**TEXT PROVIDED**.
+++
Almost immediately after the September 11 attacks, suspicion centred on Osama bin Laden as the person responsible for initiating them. As the leader of a terrorist organization known as Al-Qaeda, Arabic for “the base”, Bin Laden was a known advocate of violence against the United States and was believed to be responsible for a series of attacks on United States interests around the world. Additionally, the level of coordination required for the hijackings suggested they were the work of a highly organized terrorist group with extensive resources such as Al-Qaeda.

The hijackers had worked closely together in the United States in the months preceding the flights and had maintained their Al-Qaeda connections. Mohammed Atta, the alleged ringleader, had lived previously in Hamburg, Germany, and officials there found evidence that Atta had links to Al-Qaeda agents. United States investigators also uncovered financial ties between Atta and Al-Qaeda. United States officials also reported that several of the hijackers had received training in Al-Qaeda training camps in Afghanistan, where the network was based. Bin Laden’s top military adviser, Muhammad Atef, was believed to have planned the September 11 attacks.

A

Al-Qaeda

The origins of the Al-Qaeda organization date from the 1980s. Osama bin Laden supported the Afghan mujahedin forces that were resisting the invasion of Afghanistan by the Soviet Union. After the Soviets were forced to abandon Afghanistan in the late 1980s, Bin Laden turned his attention to other places where Muslims were being “corrupted” by foreign influences. Following the Gulf War of 1991, this included the stationing of US military forces in Saudi Arabia. He later attacked the United States for supporting Israeli policies toward the Palestinians (see Arab-Israeli Conflict).

Such views resonated in the Islamic world, especially among young men, many of whom were alienated from their own governments and resentful of the power and prosperity associated with the United States and other Western countries. Bin Laden was seen as a hero by some Muslims for his willingness to stand up against the United States, and he found several followers for his cause. He transformed Al-Qaeda into a terror network. In 1996 he settled in Afghanistan, where the ruling Taliban regime shared his radical Islamist views. With Taliban support, Bin Laden organized Al-Qaeda training camps in Afghanistan, where volunteers learned how to carry out terror strikes.

B

The “Martyrdom Operation”

Evidence gathered by investigators has suggested that those who carried out the September 11 attacks knew that it would be a “martyrdom operation”. Suicide bombers have played significant roles in many national struggles, in the Middle East and beyond. Most of them, however, have died in pursuit of a specific political cause, viewing their death as a sacrifice to be made towards the realization of a goal. The September 11 hijackers seem to have seen death itself as a goal, with the martyrdom as a form of worship to Allah. Nowhere in the evidence discovered about the attackers is there any indication of what specific goal they thought might be served by their deaths.

Observers have noted how this idea of martyrdom departs from traditional Islamic beliefs, which generally underscore the sanctity of life and accommodate martyrdom only in extreme circumstances, when the survival of a community is at stake. Most Islamic theologians and Muslim leaders have argued that the September 11 attacks—with their deliberate aim of causing mass civilian casualties—have no basis in the Islamic tradition. The attacks, instead, seem to have been motivated simply by hatred of the United States and a desire for retribution in the face of what some Muslims see as the globally dominating, corrupting, and destructive role of the United States in the world today.
+++
[Saved data entries]
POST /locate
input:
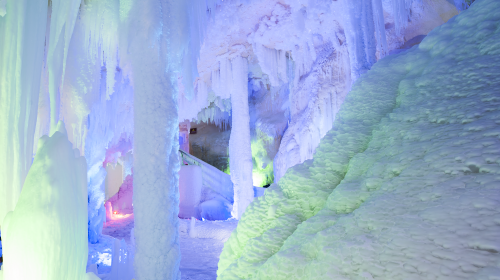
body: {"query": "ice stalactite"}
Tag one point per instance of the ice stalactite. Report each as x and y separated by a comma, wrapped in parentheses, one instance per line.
(240, 153)
(22, 31)
(156, 51)
(62, 22)
(45, 237)
(360, 34)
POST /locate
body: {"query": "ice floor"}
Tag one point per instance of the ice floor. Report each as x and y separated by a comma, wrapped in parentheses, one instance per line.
(200, 247)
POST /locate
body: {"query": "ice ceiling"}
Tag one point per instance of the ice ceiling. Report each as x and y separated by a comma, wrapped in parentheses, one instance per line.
(382, 158)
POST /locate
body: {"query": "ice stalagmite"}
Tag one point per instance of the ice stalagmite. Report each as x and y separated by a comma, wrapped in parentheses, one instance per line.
(240, 153)
(22, 31)
(157, 38)
(45, 237)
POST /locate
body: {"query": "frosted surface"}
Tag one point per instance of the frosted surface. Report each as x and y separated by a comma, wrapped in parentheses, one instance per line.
(406, 184)
(22, 32)
(156, 142)
(240, 153)
(48, 228)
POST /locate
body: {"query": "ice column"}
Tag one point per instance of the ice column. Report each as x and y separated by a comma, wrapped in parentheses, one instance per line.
(22, 34)
(240, 152)
(62, 22)
(155, 46)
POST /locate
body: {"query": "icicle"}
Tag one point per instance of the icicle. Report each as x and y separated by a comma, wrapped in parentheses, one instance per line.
(273, 63)
(378, 19)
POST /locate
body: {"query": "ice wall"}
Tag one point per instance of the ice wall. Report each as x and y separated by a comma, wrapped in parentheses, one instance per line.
(406, 183)
(22, 29)
(240, 153)
(45, 237)
(306, 55)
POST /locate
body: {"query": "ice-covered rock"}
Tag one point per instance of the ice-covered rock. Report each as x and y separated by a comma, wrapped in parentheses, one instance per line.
(45, 237)
(190, 185)
(406, 183)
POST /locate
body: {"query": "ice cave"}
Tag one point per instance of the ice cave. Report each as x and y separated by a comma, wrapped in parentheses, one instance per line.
(249, 139)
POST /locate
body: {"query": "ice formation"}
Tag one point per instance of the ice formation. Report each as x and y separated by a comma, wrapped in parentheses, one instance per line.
(267, 80)
(19, 87)
(405, 185)
(45, 237)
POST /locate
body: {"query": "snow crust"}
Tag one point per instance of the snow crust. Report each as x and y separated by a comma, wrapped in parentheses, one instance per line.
(48, 227)
(405, 186)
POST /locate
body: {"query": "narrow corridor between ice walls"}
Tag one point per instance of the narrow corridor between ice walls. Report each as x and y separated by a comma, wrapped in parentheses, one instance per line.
(249, 139)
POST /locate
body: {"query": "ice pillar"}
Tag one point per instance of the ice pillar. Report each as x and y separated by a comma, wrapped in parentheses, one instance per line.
(22, 34)
(240, 152)
(156, 36)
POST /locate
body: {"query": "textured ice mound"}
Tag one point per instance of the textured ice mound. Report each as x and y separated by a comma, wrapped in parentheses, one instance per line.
(407, 183)
(45, 237)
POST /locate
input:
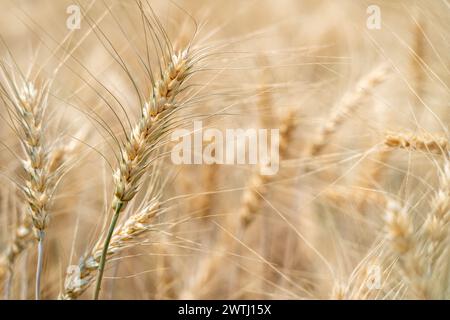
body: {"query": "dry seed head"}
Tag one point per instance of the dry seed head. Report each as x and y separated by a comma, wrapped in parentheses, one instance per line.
(399, 227)
(348, 105)
(426, 142)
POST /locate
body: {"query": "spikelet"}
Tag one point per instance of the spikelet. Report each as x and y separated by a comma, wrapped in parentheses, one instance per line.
(426, 142)
(136, 150)
(123, 237)
(349, 103)
(403, 239)
(251, 199)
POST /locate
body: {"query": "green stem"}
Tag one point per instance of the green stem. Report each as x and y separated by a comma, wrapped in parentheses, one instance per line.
(41, 235)
(101, 267)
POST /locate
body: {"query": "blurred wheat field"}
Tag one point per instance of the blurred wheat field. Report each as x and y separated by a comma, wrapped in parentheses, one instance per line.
(360, 206)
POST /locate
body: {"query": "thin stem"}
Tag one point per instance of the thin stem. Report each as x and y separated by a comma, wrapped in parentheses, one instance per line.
(102, 264)
(8, 284)
(41, 235)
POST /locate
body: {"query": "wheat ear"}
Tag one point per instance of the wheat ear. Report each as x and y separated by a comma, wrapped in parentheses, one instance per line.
(123, 237)
(347, 105)
(23, 234)
(403, 239)
(251, 199)
(142, 141)
(436, 235)
(28, 102)
(426, 142)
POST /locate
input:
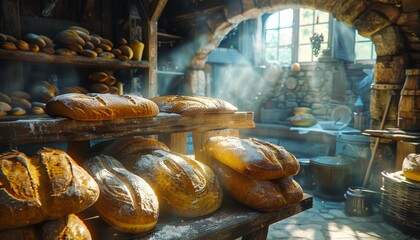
+++
**WRITTEN INSTRUCTION 1**. Reproduce the passage on the September 11 attacks between "The hijackers had worked" and "September 11 attacks.", inclusive.
**WRITTEN INSTRUCTION 2**. According to the passage on the September 11 attacks, why did suspicion fall on Osama bin Laden almost immediately after the attacks? Answer in one to three sentences.

**WORKED ANSWER 1**.
The hijackers had worked closely together in the United States in the months preceding the flights and had maintained their Al-Qaeda connections. Mohammed Atta, the alleged ringleader, had lived previously in Hamburg, Germany, and officials there found evidence that Atta had links to Al-Qaeda agents. United States investigators also uncovered financial ties between Atta and Al-Qaeda. United States officials also reported that several of the hijackers had received training in Al-Qaeda training camps in Afghanistan, where the network was based. Bin Laden’s top military adviser, Muhammad Atef, was believed to have planned the September 11 attacks.

**WORKED ANSWER 2**. As leader of Al-Qaeda, Bin Laden was a known advocate of violence against the United States and was believed responsible for a series of attacks on its interests worldwide. The coordination the hijackings required also pointed to a highly organized terrorist group with extensive resources, such as Al-Qaeda.